»»

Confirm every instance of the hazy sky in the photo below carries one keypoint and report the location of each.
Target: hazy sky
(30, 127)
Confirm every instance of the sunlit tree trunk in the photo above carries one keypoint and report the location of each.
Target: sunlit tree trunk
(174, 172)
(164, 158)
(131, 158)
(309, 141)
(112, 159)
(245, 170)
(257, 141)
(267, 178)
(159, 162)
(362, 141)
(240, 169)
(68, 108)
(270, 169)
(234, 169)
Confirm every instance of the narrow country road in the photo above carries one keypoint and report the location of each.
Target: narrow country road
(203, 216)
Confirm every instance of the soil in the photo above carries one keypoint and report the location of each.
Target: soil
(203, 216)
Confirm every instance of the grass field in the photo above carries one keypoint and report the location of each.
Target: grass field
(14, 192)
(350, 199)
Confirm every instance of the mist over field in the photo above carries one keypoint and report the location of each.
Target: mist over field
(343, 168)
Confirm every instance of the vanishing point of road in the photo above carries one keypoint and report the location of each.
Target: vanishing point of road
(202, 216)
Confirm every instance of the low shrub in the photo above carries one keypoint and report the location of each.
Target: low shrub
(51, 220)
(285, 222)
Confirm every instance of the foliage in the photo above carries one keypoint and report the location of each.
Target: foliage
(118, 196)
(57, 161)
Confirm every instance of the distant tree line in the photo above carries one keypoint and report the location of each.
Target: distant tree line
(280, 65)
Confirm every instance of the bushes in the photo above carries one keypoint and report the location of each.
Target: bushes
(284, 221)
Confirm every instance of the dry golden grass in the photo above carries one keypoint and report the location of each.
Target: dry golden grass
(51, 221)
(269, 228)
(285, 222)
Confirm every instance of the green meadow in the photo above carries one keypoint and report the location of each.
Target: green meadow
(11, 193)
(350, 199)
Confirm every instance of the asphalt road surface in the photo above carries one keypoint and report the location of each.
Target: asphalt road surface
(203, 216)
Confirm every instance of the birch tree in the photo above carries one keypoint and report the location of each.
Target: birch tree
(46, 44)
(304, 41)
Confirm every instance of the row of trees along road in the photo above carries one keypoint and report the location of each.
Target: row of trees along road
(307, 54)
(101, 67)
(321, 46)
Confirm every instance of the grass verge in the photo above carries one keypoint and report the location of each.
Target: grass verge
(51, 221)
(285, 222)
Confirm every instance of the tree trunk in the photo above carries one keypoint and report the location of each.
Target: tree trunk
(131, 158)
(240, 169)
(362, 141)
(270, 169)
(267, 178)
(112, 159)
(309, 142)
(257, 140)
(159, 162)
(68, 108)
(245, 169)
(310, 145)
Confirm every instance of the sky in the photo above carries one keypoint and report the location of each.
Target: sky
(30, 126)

««

§ What to produce: Every line of the listing should be printed again exactly.

§ Solution:
Confirm every instance of the hazy sky in the photo below carries one keypoint and report the location of each.
Target: hazy sky
(30, 127)
Confirm every instance of the sunlit tree trunk in the photo above carries one keypoint and report the location of each.
Target: sunlit tree trunk
(174, 172)
(164, 158)
(131, 158)
(309, 141)
(112, 159)
(245, 170)
(257, 141)
(267, 178)
(159, 162)
(362, 141)
(240, 169)
(68, 108)
(270, 169)
(234, 169)
Confirm every instance of the narrow country road in the photo above carries one keypoint and report the location of each.
Target: narrow country road
(203, 216)
Confirm every instance of the soil in the photo above carries one keypoint and report the location of each.
Target: soil
(203, 216)
Confirm every instance of the grass field in the photo above carries one keypoint and report the location of each.
Target: grass field
(14, 192)
(350, 199)
Confirm every instance of the mist over field in the photo above carries one keypoint and report the location of each.
Target: mist over field
(343, 168)
Confirm every instance of the vanishing point of road in the photo above carries one keypoint and report the location of each.
Target: vanishing point of road
(202, 216)
Confirm every instance of the low shrub in the photo above carries one keypoint and report the location of each.
Target: low shrub
(51, 220)
(285, 222)
Confirm every instance of the foliage in the photo above carries one keypoint and report the location of each.
Target: foliage
(118, 196)
(57, 161)
Confirm every instance of the distant tree line in the photo above carries one keypoint and report the location of each.
Target: distant tree line
(280, 65)
Confirm every instance of the bushes in the photo above carries one keypoint and report the location of each.
Target: bushes
(284, 221)
Confirm every instance of the dry golden grass in the photo above carries one keypoint and report the location of each.
Target: dry golden grass
(51, 221)
(269, 228)
(285, 222)
Confirm every instance of the green meadow in the photo above carries one keypoint and report the location of each.
Target: green meadow
(11, 193)
(350, 199)
Confirm every instance of the asphalt road surface in the photo above carries one keypoint and report the location of each.
Target: asphalt road surface
(203, 216)
Confirm every instance of the birch tree in the photo above carries one keypoint and report the location of each.
Target: birch tree
(46, 44)
(304, 41)
Confirm every instance of the row of trees along road in the photo above carries one keypoint and report the location of each.
Target: row of trees along road
(307, 54)
(101, 67)
(321, 46)
Confirm every instance of the grass verge in the photo above carries one keypoint and report the location of each.
Target: grass verge
(51, 221)
(285, 222)
Confirm every instance of the tree trunk in the photo above carries one keypoint and report the location of each.
Target: tree trunk
(131, 158)
(240, 169)
(362, 141)
(270, 169)
(267, 178)
(112, 159)
(309, 142)
(257, 140)
(159, 162)
(68, 108)
(245, 169)
(310, 145)
Confirm every instance of the sky in the photo above carries one keypoint and report the location of each.
Target: sky
(30, 126)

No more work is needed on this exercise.